On Thu, Mar 16, 2023 at 01:43:32PM +0100, Ard Biesheuvel wrote:
> On Thu, 16 Mar 2023 at 13:41, Andrea Righi <andrea.righi@canonical.com> wrote:
> >
> > On Thu, Mar 16, 2023 at 01:38:30PM +0100, Ard Biesheuvel wrote:
> > > On Thu, 16 Mar 2023 at 13:21, Ard Biesheuvel <ardb@kernel.org> wrote:
> > > >
> > > > On Thu, 16 Mar 2023 at 12:34, Andrea Righi <andrea.righi@canonical.com> wrote:
> > > > >
> > > > > On Thu, Mar 16, 2023 at 11:18:21AM +0100, Ard Biesheuvel wrote:
> > > > > > On Thu, 16 Mar 2023 at 11:03, Andrea Righi <andrea.righi@canonical.com> wrote:
> > > > > > >
> > > > > > > On Thu, Mar 16, 2023 at 10:55:58AM +0100, Ard Biesheuvel wrote:
> > > > > > > > (cc Darren)
> > > > > > > >
> > > > > > > > On Thu, 16 Mar 2023 at 10:45, Andrea Righi <andrea.righi@canonical.com> wrote:
> > > > > > > > >
> > > > > > > > > On Thu, Mar 16, 2023 at 08:58:20AM +0100, Ard Biesheuvel wrote:
> > > > > > > > > > Hello Andrea,
> > > > > > > > > >
> > > > > > > > > > On Thu, 16 Mar 2023 at 08:54, Andrea Righi <andrea.righi@canonical.com> wrote:
> > > > > > > > > > >
> > > > > > > > > > > Hello,
> > > > > > > > > > >
> > > > > > > > > > > the latest v6.2.6 kernel fails to boot on some arm64 systems, the kernel
> > > > > > > > > > > gets stuck and never completes the boot. On the console I see this:
> > > > > > > > > > >
> > > > > > > > > > > [   72.043484] rcu: INFO: rcu_preempt detected stalls on CPUs/tasks:
> > > > > > > > > > > [   72.049571] rcu:     22-...0: (30 GPs behind) idle=b10c/1/0x4000000000000000 softirq=164/164 fqs=6443
> > > > > > > > > > > [   72.058520]     (detected by 28, t=15005 jiffies, g=449, q=174 ncpus=32)

■ Records provided ■

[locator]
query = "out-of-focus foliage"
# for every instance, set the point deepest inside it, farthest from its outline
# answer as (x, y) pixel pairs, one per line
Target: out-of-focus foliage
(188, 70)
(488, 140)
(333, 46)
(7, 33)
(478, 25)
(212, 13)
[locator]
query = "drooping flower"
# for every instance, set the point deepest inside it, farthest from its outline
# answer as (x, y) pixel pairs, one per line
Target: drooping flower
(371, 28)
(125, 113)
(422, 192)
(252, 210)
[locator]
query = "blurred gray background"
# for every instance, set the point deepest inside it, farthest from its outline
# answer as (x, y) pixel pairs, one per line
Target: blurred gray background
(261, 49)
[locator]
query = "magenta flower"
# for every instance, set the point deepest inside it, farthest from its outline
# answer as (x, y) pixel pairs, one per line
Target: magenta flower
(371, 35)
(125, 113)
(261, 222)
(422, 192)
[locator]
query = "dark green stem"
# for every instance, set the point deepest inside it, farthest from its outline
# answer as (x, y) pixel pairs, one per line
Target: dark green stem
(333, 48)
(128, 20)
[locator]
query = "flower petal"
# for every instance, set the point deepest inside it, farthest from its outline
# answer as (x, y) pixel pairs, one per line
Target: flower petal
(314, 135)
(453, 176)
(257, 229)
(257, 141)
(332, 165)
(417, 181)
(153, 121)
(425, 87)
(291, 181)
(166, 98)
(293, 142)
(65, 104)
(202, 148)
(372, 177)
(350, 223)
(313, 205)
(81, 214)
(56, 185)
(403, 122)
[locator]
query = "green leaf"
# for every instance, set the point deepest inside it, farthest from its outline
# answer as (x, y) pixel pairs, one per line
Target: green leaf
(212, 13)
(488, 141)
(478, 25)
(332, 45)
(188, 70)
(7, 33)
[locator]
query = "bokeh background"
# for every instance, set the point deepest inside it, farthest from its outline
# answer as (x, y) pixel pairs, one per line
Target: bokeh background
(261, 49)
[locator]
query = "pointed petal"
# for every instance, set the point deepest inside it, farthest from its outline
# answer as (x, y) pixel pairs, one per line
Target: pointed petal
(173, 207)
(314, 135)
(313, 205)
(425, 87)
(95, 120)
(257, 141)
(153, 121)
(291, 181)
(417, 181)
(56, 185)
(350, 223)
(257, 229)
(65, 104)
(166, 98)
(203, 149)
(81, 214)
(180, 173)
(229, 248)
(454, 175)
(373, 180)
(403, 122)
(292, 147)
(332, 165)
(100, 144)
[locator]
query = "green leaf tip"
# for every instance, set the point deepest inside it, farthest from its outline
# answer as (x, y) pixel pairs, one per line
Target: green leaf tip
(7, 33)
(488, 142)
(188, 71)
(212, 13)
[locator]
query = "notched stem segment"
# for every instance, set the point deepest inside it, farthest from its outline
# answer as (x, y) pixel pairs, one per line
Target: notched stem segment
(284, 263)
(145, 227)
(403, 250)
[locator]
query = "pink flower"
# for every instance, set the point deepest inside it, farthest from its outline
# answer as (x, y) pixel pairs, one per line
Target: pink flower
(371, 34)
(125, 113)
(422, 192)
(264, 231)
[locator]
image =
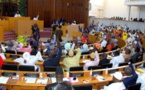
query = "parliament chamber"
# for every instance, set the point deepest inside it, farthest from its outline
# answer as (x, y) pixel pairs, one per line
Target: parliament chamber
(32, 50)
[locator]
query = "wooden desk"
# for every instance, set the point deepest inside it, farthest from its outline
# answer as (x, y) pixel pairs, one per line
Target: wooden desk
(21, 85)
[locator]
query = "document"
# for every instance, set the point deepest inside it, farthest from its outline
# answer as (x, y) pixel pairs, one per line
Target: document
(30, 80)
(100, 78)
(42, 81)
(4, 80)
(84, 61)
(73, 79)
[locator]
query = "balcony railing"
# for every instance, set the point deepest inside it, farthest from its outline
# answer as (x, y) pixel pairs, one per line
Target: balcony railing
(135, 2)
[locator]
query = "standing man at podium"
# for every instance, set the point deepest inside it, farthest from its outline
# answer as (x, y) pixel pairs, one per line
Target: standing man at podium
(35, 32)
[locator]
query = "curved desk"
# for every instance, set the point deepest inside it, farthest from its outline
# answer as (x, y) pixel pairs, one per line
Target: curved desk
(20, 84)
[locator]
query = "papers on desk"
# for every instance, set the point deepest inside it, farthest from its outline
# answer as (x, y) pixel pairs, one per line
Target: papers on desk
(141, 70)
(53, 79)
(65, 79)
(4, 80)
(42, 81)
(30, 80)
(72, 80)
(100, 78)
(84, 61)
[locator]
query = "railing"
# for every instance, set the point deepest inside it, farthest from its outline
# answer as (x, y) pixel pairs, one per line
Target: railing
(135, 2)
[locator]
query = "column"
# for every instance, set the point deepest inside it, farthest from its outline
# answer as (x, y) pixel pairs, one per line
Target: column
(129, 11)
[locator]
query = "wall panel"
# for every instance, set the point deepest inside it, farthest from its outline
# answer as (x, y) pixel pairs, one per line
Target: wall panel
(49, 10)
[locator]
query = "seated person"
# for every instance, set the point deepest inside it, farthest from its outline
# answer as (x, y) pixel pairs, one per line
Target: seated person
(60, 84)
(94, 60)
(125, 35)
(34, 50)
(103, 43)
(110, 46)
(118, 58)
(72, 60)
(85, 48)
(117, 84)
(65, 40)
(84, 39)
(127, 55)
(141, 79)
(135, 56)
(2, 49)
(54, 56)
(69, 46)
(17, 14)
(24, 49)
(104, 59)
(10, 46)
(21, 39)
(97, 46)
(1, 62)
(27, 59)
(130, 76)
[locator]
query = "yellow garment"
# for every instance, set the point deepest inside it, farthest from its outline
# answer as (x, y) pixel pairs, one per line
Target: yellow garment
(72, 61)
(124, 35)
...
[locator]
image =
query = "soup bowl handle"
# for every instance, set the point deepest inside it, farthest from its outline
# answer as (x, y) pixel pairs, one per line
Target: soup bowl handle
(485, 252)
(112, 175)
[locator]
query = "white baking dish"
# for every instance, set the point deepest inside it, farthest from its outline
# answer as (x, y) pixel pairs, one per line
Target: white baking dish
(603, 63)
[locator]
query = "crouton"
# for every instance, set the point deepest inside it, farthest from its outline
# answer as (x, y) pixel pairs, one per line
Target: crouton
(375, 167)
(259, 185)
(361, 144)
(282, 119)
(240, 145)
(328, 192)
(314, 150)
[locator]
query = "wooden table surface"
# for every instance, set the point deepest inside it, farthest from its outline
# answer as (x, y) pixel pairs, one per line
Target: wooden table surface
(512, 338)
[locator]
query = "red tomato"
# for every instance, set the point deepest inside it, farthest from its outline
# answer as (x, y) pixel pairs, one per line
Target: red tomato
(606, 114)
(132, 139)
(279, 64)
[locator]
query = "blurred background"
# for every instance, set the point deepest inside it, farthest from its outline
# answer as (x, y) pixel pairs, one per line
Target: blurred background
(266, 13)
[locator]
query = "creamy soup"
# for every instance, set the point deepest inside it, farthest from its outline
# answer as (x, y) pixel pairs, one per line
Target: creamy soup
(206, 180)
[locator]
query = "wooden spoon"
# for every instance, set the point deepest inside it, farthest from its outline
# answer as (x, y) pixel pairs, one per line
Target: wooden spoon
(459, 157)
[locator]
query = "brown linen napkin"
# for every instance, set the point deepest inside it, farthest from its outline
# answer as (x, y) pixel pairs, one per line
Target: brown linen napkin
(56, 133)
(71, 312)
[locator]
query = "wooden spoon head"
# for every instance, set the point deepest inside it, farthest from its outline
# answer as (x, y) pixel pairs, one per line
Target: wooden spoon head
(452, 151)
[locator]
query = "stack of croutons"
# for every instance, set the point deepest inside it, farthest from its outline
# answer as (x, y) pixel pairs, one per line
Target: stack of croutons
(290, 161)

■ Task requirements ■
- a) For the kernel boot thread above, state whether each of the following statements agrees with it: (i) the boot failure is reported on all arm64 systems; (ii) the kernel version that fails to boot is v6.2.6; (iii) the console output reports stalls detected by rcu_preempt. Answer yes or no for each, quoting the deciding words of the thread exactly.
- b) Pick out every line of the records containing the string "dish", and copy each such line.

■ Exercise results ■
- a)
(i) No: "the latest v6.2.6 kernel fails to boot on some arm64 systems"
(ii) Yes: "the latest v6.2.6 kernel fails to boot"
(iii) Yes: "rcu: INFO: rcu_preempt detected stalls on CPUs/tasks"

- b)
query = "white baking dish"
Target: white baking dish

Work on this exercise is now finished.